AIM OF THE TASK - Continue the SQL Server article on incorrect results with parallel eager spools and batch mode, picking up right after its last line.
═════ SELECTED EXTRACT ═════
Wednesday, 24 March 2021

Incorrect Results with Parallel Eager Spools and Batch Mode

You might have noticed a warning at the top of the release notes for SQL Server 2016 SP2 CU 16:

Note: After you apply CU 16 for SQL Server 2016 SP2, you might encounter an issue in which DML (insert/update/delete) queries that use parallel plans cannot complete any execution and encounter HP_SPOOL_BARRIER waits. You can use the trace flag 13116 or MAXDOP=1 hint to work around this issue. This issue is related to the introduction of fix for 13685819 and it will be fixed in the next Cumulative Update.

That warning links to bug reference 13685819 on the same page. There isn’t a separate KB article, only the description:

Fixes an issue with insert query in SQL Server 2016 that reads the data from the same table and uses a parallel execution plan may produce duplicate rows

The Bug

A more accurate description of the issue would be:

This bug can cause wrong results, incorrect error messages, and statement failure when:

A data-modification statement requires Halloween Protection.
That protection is provided by a Parallel Eager Spool.
The spool is on the probe side of a Batch Mode Hash Join.

This issue affects Azure SQL Database and SQL Server 2014 to 2019 inclusive. Tested 23 March 2021 on:

Microsoft SQL Server 2014 SP3 CU4 GDR – 12.0.6433.1
Microsoft SQL Server 2016 SP2 CU16 – 13.0.5882.1
Microsoft SQL Server 2017 RTM CU23 – 14.0.3381.3
Microsoft SQL Server 2019 RTM CU9 – 15.0.4102.2
Azure SQL Database – Standard S6

It is likely reproducible on SQL Server 2012 as well, but the restrictions in that early release of batch mode processing makes that more difficult.

The initial fix—only available in SQL Server 2016 SP2 CU16 — has the unfortunate side-effect of causing some parallel plans to ‘freeze’ and never complete. The fix can be disabled with global or start-up trace flag 13116. The trace flag is not effective at the session or query hint level.

All other versions of SQL Server and Azure SQL Database are vulnerable to the original incorrect-results problem.

About Halloween Protection

If you need a refresher on Halloween Protection, see my series. Briefly, Halloween Protection is required when the reading and writing sides of a data-changing statement might interact to cause incorrect results. Halloween Protection may be required for INSERT, UPDATE, DELETE, and MERGE statements, in different circumstances.

The simplest form of the required phase separation between the reading and writing sides of a statement is an Eager Table Spool. The idea is to read all rows from the reading side of the plan into a spool, before the first data modification is made.

Setup

The following script creates a heap table with 250,000 rows containing bigint numbers from 1 to 250,000:

CREATE TABLE dbo.Test (n bigint NOT NULL);

INSERT dbo.Test 
    WITH (TABLOCK)
    (n)
SELECT TOP (250 * 1000)
    n = ROW_NUMBER() OVER (ORDER BY @@SPID)
═════ DATA EXCERPTS ═════
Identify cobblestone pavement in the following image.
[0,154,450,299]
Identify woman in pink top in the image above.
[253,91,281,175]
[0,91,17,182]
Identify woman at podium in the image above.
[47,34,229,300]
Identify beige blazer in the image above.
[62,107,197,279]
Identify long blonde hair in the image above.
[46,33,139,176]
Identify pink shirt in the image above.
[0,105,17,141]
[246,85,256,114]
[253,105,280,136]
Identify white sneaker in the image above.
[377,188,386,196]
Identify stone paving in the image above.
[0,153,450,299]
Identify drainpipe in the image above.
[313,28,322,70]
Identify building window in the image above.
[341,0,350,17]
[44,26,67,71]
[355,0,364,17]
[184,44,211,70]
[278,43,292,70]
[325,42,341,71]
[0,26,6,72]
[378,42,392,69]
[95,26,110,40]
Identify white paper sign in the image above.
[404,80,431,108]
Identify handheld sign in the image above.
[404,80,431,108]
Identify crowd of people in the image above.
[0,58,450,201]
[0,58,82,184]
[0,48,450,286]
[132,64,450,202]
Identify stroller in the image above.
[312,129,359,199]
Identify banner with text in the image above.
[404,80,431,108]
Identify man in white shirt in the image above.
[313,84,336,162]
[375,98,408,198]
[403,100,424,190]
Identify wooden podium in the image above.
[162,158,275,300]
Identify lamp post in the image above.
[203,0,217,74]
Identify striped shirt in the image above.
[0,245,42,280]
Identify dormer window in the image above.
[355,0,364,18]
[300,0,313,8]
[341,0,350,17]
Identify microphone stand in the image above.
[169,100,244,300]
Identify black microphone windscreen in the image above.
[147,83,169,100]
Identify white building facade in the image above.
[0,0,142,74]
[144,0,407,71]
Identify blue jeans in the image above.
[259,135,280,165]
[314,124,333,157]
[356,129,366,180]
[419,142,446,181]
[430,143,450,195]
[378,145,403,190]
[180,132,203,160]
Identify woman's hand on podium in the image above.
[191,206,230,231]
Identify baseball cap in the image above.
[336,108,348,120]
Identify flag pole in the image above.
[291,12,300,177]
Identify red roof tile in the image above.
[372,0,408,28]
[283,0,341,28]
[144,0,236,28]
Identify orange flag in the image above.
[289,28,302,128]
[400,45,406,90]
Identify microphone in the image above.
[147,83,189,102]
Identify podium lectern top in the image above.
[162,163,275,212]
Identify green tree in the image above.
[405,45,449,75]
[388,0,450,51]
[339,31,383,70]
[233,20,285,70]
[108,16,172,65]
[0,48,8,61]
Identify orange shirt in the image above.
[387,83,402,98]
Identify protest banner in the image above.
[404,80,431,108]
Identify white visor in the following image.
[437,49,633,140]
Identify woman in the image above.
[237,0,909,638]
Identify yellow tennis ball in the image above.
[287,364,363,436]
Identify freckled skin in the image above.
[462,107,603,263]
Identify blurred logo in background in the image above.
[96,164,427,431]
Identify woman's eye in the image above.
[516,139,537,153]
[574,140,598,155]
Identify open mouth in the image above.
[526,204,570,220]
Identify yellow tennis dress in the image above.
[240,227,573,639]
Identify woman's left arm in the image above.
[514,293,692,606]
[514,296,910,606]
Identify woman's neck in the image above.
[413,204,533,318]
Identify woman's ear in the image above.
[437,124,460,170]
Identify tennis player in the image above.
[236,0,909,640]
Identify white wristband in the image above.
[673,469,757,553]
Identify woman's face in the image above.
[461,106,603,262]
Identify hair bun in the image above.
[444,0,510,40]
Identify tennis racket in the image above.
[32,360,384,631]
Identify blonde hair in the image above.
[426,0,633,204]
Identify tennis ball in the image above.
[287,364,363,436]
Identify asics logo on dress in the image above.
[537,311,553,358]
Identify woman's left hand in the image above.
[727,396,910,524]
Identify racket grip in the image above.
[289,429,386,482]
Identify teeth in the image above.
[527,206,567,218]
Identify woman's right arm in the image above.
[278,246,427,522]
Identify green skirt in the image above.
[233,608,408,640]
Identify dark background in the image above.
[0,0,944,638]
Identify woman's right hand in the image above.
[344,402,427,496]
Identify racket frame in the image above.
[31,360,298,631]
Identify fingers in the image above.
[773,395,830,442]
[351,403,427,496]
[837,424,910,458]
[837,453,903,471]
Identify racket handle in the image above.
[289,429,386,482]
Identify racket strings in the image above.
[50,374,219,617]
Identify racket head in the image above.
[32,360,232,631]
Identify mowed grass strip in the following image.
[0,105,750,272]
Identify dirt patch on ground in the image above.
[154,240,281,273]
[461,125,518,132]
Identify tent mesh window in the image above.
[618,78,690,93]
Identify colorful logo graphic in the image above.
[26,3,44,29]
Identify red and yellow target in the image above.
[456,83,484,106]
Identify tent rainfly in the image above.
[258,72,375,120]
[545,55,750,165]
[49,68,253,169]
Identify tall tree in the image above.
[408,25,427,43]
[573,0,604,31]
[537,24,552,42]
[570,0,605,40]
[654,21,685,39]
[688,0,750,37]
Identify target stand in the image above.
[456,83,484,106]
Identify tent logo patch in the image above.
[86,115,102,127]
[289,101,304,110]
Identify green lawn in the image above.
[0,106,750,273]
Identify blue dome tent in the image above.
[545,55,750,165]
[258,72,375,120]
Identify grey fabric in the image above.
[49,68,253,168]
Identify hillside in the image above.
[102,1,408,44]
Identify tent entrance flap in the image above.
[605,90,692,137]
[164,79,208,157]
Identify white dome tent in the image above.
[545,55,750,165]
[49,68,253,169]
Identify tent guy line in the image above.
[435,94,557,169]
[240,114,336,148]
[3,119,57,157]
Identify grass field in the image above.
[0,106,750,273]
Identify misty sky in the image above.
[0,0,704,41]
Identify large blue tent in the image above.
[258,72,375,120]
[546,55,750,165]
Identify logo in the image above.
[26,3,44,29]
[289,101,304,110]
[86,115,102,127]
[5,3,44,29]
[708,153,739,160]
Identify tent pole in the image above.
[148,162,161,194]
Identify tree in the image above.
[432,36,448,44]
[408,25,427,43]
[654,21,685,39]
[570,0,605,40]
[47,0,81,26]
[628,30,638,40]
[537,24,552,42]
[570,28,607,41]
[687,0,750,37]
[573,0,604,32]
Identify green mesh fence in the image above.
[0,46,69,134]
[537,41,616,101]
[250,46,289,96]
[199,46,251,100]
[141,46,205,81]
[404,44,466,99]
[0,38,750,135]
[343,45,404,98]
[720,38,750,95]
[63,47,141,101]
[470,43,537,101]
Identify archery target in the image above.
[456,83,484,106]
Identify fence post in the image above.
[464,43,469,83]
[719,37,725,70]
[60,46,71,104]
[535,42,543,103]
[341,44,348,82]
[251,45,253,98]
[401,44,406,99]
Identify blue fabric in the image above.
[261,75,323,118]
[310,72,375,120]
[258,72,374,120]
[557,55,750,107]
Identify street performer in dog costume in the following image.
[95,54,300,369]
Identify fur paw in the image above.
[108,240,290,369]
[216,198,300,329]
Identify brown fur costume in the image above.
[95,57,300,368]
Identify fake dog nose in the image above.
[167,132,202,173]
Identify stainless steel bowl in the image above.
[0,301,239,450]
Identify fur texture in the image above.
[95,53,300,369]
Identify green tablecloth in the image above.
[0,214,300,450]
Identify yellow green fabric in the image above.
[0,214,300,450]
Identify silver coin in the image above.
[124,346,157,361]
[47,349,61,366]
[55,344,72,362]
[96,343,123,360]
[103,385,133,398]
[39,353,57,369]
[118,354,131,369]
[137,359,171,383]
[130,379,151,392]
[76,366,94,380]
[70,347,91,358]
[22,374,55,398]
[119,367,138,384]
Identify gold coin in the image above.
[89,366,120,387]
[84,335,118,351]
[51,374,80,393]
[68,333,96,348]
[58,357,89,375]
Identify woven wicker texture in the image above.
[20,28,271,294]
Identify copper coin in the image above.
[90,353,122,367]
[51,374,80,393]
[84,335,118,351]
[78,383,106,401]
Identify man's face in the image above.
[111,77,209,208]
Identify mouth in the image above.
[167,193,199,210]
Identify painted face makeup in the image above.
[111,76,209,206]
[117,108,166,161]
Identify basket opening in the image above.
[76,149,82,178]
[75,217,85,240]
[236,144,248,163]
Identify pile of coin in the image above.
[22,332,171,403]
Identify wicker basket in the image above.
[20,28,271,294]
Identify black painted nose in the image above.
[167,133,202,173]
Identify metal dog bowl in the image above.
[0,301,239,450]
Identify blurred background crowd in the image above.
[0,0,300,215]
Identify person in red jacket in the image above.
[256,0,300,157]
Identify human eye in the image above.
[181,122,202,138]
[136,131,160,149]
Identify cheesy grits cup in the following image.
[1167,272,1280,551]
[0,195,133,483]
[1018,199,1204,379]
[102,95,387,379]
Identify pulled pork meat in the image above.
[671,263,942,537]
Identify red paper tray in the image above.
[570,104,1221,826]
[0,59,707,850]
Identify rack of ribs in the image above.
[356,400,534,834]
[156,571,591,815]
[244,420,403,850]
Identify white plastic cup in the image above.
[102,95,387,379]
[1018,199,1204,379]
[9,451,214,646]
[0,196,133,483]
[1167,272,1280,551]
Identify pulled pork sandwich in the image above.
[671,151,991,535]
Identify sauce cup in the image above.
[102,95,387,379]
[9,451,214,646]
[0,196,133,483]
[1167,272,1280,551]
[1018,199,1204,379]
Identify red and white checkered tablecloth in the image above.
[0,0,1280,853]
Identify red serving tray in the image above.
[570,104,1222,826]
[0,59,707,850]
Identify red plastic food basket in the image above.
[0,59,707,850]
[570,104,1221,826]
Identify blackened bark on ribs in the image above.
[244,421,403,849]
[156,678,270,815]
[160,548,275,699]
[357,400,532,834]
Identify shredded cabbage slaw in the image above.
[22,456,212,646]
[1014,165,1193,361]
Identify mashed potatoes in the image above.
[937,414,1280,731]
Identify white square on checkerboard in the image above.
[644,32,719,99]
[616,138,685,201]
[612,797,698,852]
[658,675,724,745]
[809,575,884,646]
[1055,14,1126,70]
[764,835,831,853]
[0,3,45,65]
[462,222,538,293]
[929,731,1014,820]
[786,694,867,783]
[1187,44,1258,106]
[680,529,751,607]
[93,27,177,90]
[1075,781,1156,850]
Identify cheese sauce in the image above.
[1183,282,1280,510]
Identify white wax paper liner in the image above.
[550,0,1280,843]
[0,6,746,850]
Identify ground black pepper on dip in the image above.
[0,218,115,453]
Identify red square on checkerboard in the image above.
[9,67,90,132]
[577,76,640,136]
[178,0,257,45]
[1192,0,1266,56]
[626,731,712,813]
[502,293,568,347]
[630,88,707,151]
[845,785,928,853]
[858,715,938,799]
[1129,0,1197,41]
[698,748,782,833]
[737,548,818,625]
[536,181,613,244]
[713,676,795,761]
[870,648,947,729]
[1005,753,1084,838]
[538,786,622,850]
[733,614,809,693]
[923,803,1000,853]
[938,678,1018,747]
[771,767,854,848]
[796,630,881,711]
═════
TASK ANSWER -
FROM sys.columns AS C1
CROSS JOIN sys.columns AS C2
CROSS JOIN sys.columns AS C3
ORDER BY 
    n ASC;

For SQL Server versions without batch mode on rowstore processing, we will also need the usual workaround table:

CREATE TABLE #BatchMe (dummy bit NULL);
CREATE CLUSTERED COLUMNSTORE INDEX c ON #BatchMe;

Demo

The demo inserts new rows into the test table using itself as a source:

INSERT dbo.Test 
    (n)
SELECT 
    T2.n + (OneTwo.v * 250 * 1000)
FROM 
(
    SELECT 1 
    UNION ALL 
    SELECT 2
) AS OneTwo (v)
JOIN dbo.Test AS T2 
    ON T2.n % 1 = OneTwo.v % 1
--LEFT JOIN #BatchMe AS BM 
--    ON 0 = 1

The query uses a derived table with two rows to drive inserting two copies of the rows currently in the table. The join condition boils down to 0 = 0 (true for all rows). This is used to allow a hash join, which requires an equality predicate. The calculation in the SELECT clause ensures that each new row gets a unique number.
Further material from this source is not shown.